#### WHAT TO WORK ON:
Gather every line below that contains the string "blue" and copy each one in full.

━━━━

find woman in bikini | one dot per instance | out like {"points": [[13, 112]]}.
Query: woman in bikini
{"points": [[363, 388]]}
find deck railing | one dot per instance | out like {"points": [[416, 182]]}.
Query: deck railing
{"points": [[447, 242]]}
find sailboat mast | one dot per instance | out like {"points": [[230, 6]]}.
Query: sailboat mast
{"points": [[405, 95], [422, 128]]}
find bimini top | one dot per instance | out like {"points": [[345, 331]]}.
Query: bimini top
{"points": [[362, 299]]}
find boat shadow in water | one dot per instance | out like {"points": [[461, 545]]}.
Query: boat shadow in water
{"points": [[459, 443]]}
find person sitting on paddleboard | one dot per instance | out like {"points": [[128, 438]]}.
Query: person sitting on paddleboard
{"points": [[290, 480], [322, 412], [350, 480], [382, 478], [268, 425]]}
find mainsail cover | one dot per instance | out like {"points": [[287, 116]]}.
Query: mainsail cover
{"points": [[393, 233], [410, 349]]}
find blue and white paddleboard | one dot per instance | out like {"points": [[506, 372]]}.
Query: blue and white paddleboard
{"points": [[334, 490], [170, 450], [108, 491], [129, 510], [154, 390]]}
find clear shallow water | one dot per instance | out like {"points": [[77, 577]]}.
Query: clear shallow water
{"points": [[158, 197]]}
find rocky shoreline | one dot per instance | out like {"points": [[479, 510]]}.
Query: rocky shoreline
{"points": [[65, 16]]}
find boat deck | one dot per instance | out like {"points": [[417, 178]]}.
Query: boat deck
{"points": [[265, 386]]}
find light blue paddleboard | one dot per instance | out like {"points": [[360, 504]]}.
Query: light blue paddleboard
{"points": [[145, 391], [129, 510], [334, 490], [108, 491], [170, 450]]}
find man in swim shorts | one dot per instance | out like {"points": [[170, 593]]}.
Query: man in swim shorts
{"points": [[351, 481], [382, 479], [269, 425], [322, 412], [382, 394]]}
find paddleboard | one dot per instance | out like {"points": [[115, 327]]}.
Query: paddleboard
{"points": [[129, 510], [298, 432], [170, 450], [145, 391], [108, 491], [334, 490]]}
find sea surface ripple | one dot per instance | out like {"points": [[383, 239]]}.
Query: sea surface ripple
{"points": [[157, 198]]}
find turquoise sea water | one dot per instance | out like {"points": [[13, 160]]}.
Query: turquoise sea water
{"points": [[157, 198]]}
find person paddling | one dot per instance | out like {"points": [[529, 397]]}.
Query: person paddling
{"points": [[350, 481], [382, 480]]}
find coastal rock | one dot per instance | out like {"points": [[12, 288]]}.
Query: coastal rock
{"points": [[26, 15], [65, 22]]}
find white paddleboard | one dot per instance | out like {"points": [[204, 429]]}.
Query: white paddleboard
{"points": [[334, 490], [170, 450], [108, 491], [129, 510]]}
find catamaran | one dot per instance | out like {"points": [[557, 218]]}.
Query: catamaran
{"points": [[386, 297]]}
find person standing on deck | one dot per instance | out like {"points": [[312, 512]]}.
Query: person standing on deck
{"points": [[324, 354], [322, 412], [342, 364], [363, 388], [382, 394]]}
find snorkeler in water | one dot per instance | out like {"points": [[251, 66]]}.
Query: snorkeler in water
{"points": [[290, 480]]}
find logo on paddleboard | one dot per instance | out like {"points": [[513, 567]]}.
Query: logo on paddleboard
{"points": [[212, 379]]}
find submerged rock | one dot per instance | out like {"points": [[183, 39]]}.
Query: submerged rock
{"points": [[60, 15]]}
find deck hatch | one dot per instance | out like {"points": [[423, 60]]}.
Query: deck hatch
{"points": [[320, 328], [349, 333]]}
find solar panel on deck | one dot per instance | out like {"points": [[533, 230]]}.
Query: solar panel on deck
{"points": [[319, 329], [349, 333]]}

━━━━

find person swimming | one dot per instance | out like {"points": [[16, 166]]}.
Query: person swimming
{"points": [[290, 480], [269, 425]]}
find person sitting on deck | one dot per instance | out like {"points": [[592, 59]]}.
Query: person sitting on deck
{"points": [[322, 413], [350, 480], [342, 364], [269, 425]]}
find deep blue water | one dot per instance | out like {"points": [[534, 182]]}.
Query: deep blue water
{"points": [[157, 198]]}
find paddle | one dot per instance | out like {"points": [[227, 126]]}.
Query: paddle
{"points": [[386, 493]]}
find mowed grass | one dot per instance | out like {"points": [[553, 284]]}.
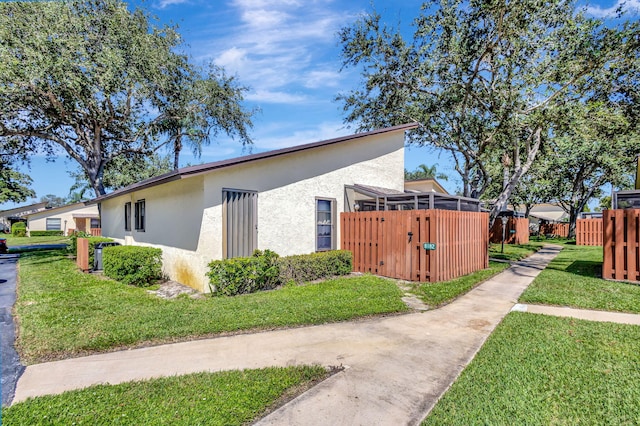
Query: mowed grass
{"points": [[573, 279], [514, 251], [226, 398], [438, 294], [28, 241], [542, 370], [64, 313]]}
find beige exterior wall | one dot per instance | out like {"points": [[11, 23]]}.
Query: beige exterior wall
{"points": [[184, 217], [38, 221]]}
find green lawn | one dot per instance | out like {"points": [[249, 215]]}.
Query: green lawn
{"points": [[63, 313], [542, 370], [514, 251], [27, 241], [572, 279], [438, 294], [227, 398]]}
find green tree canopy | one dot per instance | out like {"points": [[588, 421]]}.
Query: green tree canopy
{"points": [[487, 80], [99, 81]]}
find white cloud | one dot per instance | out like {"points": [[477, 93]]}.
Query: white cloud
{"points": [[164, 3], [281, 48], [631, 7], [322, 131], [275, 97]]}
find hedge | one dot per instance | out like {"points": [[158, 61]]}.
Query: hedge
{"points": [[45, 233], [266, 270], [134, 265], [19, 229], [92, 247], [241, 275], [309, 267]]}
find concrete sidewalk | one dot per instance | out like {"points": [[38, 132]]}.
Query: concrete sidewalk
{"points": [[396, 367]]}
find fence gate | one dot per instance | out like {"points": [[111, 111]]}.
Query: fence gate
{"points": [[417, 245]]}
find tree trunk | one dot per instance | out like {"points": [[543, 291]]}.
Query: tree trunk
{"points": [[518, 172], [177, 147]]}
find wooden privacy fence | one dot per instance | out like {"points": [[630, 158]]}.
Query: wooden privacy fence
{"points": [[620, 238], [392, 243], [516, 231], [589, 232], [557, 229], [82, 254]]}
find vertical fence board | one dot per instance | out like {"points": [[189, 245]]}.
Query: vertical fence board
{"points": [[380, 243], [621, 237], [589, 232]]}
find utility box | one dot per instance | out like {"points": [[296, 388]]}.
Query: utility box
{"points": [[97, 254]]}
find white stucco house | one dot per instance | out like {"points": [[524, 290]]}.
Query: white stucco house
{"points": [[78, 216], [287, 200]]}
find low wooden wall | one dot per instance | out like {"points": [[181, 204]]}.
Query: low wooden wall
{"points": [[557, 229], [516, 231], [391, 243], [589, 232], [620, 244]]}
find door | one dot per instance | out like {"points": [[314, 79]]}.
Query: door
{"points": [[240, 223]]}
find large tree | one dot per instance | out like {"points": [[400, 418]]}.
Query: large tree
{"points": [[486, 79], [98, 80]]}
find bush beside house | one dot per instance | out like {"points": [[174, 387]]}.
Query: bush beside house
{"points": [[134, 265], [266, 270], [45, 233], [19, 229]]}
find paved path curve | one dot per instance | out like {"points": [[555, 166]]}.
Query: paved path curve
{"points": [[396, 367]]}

━━━━

#### COMPLETED TASK:
find blue and white paddleboard | one dot per instance | out like {"points": [[506, 372]]}.
Query: blue and white paddleboard
find light blue paddleboard | one dot per instance | out like {"points": [[360, 504]]}.
Query: light blue paddleboard
find deep blue water | one dot per instance | out like {"points": [[534, 182]]}.
Query: deep blue water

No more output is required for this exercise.